- [Excerpted passage]:

-*-*-

Skip to content
New issue

Have a question about this project? Sign up for a free GitHub account to open an issue and contact its maintainers and the community.

By clicking “Sign up for GitHub”, you agree to our terms of service and privacy statement. We’ll occasionally send you account related emails.

Already on GitHub? Sign in to your account

t/t2000-wreck.t: Fix invalid compare on per-task affinity test #837

Merged
merged 2 commits into from Oct 7, 2016

Conversation

Projects
None yet
5 participants
@chu11
Copy link
Contributor

chu11 commented Oct 7, 2016

Found similar invalid compare just like #836

@garlick garlick added the review label Oct 7, 2016

@coveralls

This comment has been minimized.

Copy link

coveralls commented Oct 7, 2016

Coverage Status

Coverage increased (+0.004%) to 75.33% when pulling be08305 on chu11:t2000-wreck.t-bad-test_cmp2 into c94fdd3 on flux-framework:master.

-*-*-

- [Collected data]:

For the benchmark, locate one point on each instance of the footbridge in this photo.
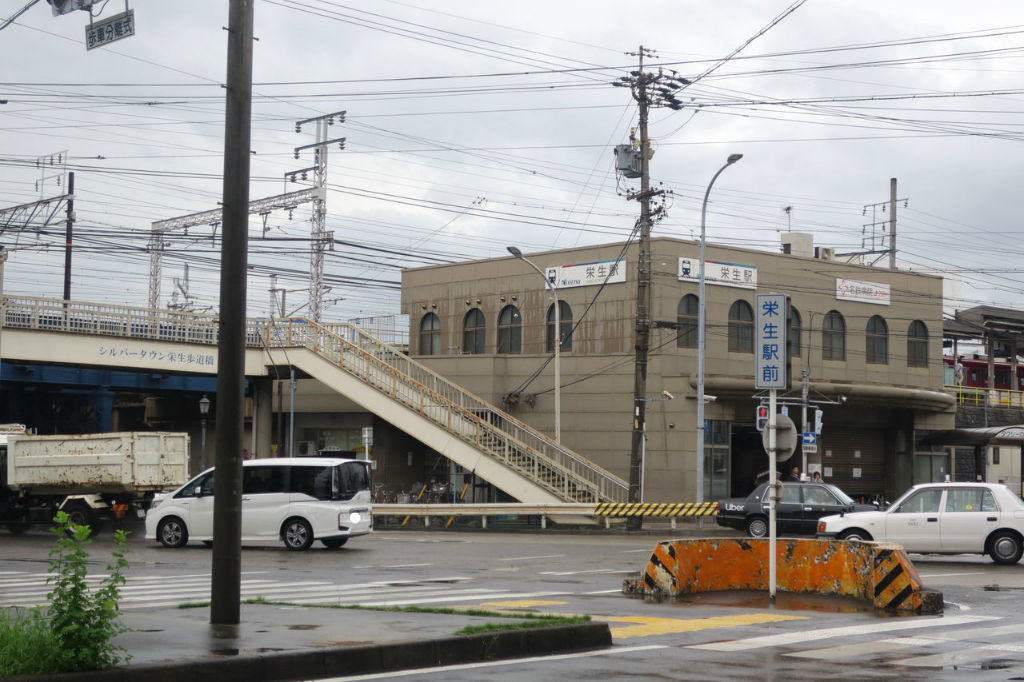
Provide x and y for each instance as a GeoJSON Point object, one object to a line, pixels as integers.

-*-*-

- [Given request 1]:
Reproduce everything from "Skip to content" down to "and the community." in the pull request page.
- [Given request 2]:
Which usernames appear directly after an @ sign in the pull request page?

- [Response 1]:
Skip to content
New issue

Have a question about this project? Sign up for a free GitHub account to open an issue and contact its maintainers and the community.

- [Response 2]:
chu11, garlick, coveralls